## Start Document segment

The second major structure of class rule is the state. The means of production are centralized in two main bodies, one being the private capitalist firm (such as Shoprite, or Anglo-American) and the other being the state including in the state-owned corporations (such as ESKOM or SAA). In fact, the state also controls other means of production, such as roads, railways, land (the government owns almost a quarter of the land surface of South Africa), dams, some mines, hotels, etc.

But a distinguishing feature of the state is that it is also the main site where most of the means of administration and the means of coercion are centralized.

Let us look at municipalities again, that is, at the local state. For example, we know that around 1,500 people work here, in our local Makana municipality. The majority are people involved in manual jobs, ranging from cleaning roads to fixing pipes and power lines, followed by people in in administrative (or desk) jobs, or law enforcement, like the traffic department.

The basic decisions in the municipality are, however, taken by the elected council in conjunction with the unelected permanent management of the municipal strictures. In practice, the municipality is run by an executive comprising the (elected) mayor plus five councillors in charge of the key portfolios (like infrastructure, or safety), and the (unelected) municipal manager and central finance officer. This executive works with senior provincial and national government departments to run the town, in consultation with the larger local private capitalists.

The point is simply that the system centralizes means of administration, coercion and production in the hands of a few, and that those few are part of a larger ruling class in the town, including the other municipal councillors and managers, and the local capitalists, as well as heads of other major institutions, like the local High Court, Rhodes University, the army base, the police and the prison.

## End Document segment

Quote the passage on the state as a structure of class rule in full, word for word.

## Start Items

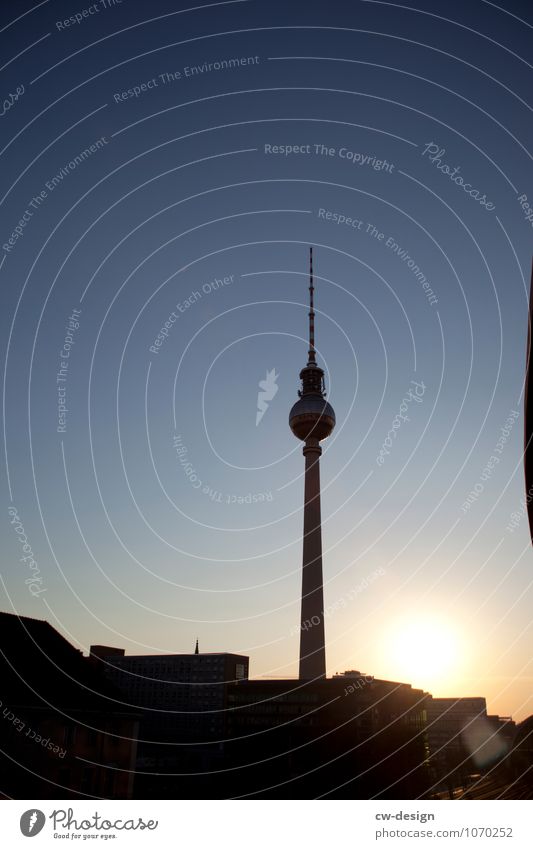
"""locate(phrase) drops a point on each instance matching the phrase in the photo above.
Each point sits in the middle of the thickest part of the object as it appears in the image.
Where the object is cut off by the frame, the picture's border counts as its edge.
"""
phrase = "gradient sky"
(181, 193)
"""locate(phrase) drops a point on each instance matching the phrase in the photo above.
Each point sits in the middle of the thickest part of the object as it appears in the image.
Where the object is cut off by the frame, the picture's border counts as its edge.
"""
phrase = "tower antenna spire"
(312, 352)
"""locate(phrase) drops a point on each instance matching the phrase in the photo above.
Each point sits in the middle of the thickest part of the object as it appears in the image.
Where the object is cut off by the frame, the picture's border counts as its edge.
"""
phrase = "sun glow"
(426, 651)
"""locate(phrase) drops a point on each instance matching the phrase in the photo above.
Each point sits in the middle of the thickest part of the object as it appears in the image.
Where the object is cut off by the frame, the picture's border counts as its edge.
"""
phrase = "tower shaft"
(312, 640)
(312, 419)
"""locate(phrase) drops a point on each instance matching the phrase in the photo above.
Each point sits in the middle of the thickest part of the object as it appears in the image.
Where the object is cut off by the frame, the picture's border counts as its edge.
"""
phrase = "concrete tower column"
(312, 638)
(311, 420)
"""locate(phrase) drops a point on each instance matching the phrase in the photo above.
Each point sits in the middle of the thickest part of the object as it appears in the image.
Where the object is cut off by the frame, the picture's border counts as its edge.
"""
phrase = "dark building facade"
(343, 737)
(463, 741)
(183, 701)
(63, 731)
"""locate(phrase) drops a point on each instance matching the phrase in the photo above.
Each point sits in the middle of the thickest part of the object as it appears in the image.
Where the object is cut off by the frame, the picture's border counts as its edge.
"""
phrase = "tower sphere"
(312, 417)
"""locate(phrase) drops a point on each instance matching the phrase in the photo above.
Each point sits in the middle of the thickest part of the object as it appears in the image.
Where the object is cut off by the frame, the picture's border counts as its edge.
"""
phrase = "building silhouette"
(64, 733)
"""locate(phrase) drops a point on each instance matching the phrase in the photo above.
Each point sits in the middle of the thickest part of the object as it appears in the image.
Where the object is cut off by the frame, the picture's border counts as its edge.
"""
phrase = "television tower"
(312, 419)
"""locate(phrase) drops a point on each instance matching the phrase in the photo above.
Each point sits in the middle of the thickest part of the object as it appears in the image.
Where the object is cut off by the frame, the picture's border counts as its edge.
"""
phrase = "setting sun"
(426, 650)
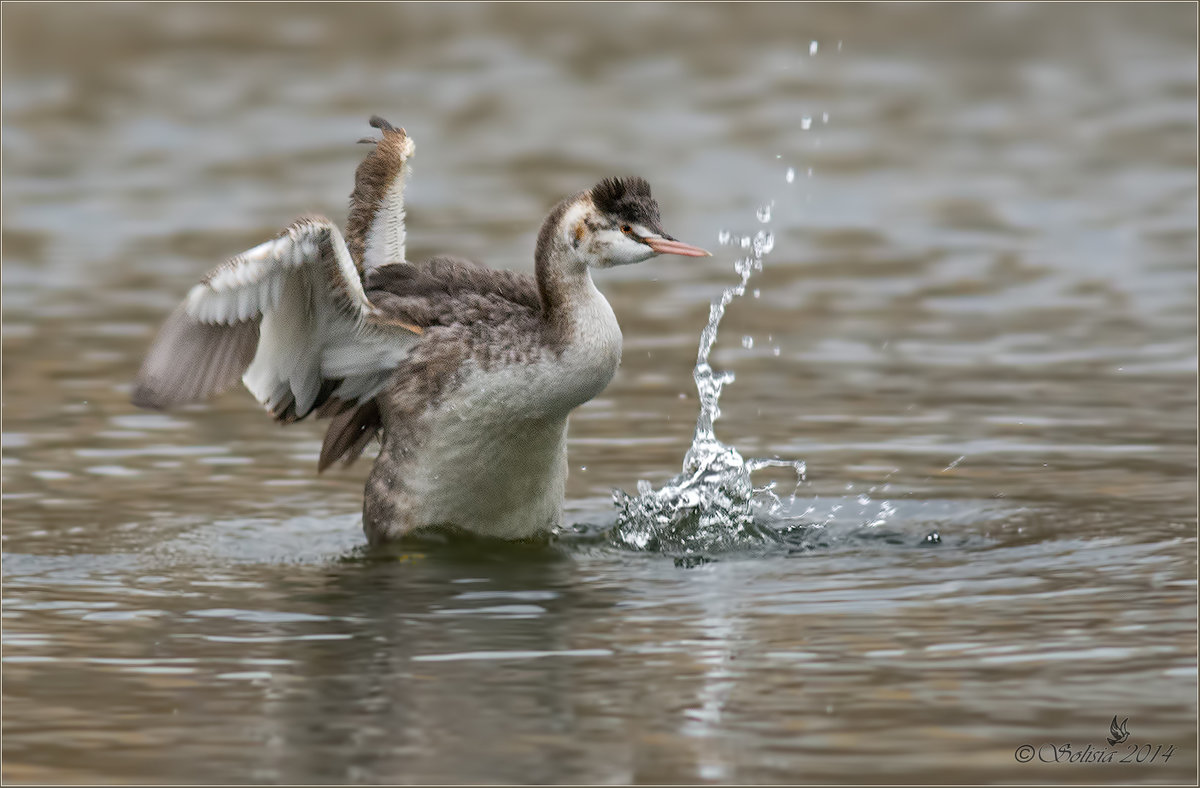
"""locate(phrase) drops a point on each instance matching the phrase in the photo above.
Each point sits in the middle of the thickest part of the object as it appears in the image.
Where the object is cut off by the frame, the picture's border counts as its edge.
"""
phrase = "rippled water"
(976, 329)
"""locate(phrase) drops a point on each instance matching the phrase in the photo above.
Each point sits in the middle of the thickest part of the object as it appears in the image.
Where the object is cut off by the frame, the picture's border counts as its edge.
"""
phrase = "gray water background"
(981, 311)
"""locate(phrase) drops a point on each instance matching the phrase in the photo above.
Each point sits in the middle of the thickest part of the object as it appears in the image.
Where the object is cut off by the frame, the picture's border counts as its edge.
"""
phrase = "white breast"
(496, 455)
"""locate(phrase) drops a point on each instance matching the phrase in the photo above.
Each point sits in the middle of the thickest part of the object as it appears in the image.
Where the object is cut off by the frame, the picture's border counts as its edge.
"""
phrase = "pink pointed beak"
(671, 246)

## End Items

## Exercise output
The second major structure of class rule is the state. The means of production are centralized in two main bodies, one being the private capitalist firm (such as Shoprite, or Anglo-American) and the other being the state including in the state-owned corporations (such as ESKOM or SAA). In fact, the state also controls other means of production, such as roads, railways, land (the government owns almost a quarter of the land surface of South Africa), dams, some mines, hotels, etc.

But a distinguishing feature of the state is that it is also the main site where most of the means of administration and the means of coercion are centralized.

Let us look at municipalities again, that is, at the local state. For example, we know that around 1,500 people work here, in our local Makana municipality. The majority are people involved in manual jobs, ranging from cleaning roads to fixing pipes and power lines, followed by people in in administrative (or desk) jobs, or law enforcement, like the traffic department.

The basic decisions in the municipality are, however, taken by the elected council in conjunction with the unelected permanent management of the municipal strictures. In practice, the municipality is run by an executive comprising the (elected) mayor plus five councillors in charge of the key portfolios (like infrastructure, or safety), and the (unelected) municipal manager and central finance officer. This executive works with senior provincial and national government departments to run the town, in consultation with the larger local private capitalists.

The point is simply that the system centralizes means of administration, coercion and production in the hands of a few, and that those few are part of a larger ruling class in the town, including the other municipal councillors and managers, and the local capitalists, as well as heads of other major institutions, like the local High Court, Rhodes University, the army base, the police and the prison.